When you reach the line containing "the car window" in the entries below, please begin setting down lines exactly, stop only after the last one, and add nothing else.

[[ Data shown open ]]

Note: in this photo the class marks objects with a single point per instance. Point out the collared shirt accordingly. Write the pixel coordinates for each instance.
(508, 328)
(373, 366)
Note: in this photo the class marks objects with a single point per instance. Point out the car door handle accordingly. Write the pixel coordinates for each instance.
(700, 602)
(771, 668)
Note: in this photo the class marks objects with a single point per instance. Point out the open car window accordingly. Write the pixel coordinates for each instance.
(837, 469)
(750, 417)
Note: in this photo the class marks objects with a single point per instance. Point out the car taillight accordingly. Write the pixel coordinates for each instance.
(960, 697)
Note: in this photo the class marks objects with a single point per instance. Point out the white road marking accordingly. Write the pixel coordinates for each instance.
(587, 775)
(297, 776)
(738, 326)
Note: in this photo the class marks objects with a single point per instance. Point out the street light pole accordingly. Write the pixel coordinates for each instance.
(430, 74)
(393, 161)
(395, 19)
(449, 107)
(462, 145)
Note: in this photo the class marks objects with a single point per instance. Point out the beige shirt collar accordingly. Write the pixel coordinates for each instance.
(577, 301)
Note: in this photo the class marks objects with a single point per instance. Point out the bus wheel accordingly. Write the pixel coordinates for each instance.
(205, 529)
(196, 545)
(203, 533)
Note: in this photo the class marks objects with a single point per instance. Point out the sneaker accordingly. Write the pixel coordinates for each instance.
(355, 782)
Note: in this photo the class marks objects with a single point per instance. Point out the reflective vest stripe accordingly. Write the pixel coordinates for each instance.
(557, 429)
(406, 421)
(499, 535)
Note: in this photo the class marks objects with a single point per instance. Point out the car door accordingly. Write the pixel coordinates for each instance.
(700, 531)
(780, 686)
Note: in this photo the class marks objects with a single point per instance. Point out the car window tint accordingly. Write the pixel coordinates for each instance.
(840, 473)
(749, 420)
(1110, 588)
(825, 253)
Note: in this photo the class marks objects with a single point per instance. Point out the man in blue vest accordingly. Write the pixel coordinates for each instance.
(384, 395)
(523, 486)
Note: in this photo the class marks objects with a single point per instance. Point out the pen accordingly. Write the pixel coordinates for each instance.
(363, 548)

[[ Data shown closed ]]

#### [Exercise answer]
Note: in this photo the class marks objects with a single point per instance. Point out the car window tint accordingly. Write the pixel coordinates for each instance.
(840, 473)
(749, 420)
(1110, 588)
(825, 253)
Note: in this photo the class marks objects with a single point per instance. Point out the man in blue vest accordingly. Write the pixel coordinates for each instance.
(384, 395)
(523, 486)
Note: in this photo the class marks objects with a single point per instance. Point out the pen accordingly. Write the pixel coordinates for each instance.
(363, 548)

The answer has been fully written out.